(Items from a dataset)
==============================

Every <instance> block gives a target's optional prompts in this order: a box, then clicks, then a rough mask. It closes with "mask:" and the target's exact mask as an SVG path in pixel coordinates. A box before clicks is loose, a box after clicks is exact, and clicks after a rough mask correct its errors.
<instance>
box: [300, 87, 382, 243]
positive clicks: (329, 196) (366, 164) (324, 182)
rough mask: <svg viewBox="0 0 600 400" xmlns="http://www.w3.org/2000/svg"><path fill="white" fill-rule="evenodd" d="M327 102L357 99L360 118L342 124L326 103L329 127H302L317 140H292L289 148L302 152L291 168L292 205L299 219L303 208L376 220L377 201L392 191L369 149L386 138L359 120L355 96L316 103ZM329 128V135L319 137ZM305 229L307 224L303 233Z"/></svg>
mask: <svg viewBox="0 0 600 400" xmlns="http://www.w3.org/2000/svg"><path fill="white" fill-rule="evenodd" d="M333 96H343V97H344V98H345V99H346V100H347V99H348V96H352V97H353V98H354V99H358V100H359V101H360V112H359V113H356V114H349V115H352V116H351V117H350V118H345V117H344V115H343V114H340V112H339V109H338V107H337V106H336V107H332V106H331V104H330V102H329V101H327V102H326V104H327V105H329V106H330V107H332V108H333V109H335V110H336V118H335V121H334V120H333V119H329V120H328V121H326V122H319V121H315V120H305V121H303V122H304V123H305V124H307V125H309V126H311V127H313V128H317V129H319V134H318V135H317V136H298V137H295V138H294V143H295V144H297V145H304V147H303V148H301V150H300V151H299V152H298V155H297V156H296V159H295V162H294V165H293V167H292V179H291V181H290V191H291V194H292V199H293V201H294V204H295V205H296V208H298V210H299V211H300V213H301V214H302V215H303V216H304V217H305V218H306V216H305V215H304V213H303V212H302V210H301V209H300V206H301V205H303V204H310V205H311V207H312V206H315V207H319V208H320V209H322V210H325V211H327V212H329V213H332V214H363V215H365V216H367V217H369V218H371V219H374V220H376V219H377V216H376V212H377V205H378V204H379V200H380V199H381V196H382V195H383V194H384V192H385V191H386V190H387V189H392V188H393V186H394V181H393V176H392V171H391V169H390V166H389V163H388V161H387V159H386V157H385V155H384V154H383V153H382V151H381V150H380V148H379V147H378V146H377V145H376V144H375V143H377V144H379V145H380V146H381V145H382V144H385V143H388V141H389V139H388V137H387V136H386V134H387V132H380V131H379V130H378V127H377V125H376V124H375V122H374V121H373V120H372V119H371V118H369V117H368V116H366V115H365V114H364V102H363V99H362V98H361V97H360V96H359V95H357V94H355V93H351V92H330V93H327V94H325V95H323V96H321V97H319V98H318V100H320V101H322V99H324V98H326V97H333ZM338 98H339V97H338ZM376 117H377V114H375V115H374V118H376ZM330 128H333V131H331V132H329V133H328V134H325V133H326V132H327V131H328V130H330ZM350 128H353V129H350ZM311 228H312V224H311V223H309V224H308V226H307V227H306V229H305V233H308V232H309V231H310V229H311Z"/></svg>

==============================

Instructions for the task » In the lines above, find the word "clicks" and copy each line that contains it.

Your solution »
Every <instance> block gives a target's optional prompts in this order: a box, then clicks, then a rough mask. It closes with "mask:" and the target's exact mask as an SVG path in pixel coordinates. A box before clicks is loose, a box after clicks is exact, and clicks after a rough mask correct its errors.
positive clicks: (329, 196) (366, 164) (324, 182)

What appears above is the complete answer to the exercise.